The problem: Pull out every line below that contains the word "green", copying each one in full.

Task material:
>>>>
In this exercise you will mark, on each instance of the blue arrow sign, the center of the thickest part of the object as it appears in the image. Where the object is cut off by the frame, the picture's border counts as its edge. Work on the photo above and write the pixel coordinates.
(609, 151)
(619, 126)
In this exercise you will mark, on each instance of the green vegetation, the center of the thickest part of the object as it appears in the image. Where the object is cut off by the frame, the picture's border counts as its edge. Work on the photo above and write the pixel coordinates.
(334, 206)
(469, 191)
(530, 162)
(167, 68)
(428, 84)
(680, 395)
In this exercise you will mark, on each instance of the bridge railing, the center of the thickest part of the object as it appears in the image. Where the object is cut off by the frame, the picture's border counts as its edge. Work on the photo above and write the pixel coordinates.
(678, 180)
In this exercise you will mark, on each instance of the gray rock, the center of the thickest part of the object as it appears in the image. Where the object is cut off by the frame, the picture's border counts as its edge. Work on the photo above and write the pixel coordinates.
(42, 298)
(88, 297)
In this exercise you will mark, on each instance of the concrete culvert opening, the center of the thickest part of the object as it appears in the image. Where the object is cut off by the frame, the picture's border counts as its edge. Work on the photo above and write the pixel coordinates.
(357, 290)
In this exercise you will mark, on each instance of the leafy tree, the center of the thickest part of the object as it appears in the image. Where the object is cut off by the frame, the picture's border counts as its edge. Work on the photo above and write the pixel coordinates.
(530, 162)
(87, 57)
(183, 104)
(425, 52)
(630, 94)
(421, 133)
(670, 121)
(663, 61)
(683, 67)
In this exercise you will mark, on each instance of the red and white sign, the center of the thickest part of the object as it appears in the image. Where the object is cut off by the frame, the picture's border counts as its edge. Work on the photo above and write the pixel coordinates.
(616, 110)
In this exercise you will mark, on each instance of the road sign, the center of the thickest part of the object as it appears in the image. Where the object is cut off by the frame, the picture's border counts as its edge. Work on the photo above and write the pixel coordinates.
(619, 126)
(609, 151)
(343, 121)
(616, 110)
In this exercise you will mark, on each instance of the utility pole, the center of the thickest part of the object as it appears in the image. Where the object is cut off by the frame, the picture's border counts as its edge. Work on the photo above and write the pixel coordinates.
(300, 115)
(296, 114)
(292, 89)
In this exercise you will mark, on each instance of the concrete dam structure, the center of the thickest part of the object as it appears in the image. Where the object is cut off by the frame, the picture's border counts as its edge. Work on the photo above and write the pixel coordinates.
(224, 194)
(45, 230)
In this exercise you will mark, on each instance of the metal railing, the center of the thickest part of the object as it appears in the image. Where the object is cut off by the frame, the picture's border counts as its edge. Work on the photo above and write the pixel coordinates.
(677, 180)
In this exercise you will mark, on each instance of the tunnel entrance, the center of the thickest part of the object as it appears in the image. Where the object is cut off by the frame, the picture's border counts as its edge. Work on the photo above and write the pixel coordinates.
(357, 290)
<<<<
>>>>
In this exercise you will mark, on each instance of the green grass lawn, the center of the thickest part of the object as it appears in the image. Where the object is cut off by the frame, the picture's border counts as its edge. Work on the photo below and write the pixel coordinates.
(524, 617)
<<<<
>>>>
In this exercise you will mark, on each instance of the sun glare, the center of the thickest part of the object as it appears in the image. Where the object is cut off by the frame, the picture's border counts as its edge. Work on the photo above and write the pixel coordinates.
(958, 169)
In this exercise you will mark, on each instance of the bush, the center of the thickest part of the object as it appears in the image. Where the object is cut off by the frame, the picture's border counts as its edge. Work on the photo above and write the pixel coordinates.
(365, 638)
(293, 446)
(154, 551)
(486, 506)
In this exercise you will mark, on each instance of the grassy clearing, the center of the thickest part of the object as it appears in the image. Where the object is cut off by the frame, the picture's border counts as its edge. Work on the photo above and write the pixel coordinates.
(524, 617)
<<<<
Response below:
In this exercise you will mark, on each instance of the green vegetation, the center of the thickest part of the object as it appears in the image. Where the object is cut off by the frame, the picture's border counts as its edge. Work on the photo above and write the pixel coordinates.
In this exercise you will mark, on each instance of the green grass lawn, the center of the thickest part of the object as it appears in the image. Where the object is cut off by the frame, the picture's border counts as its edge. Work on the photo below and write the pixel coordinates.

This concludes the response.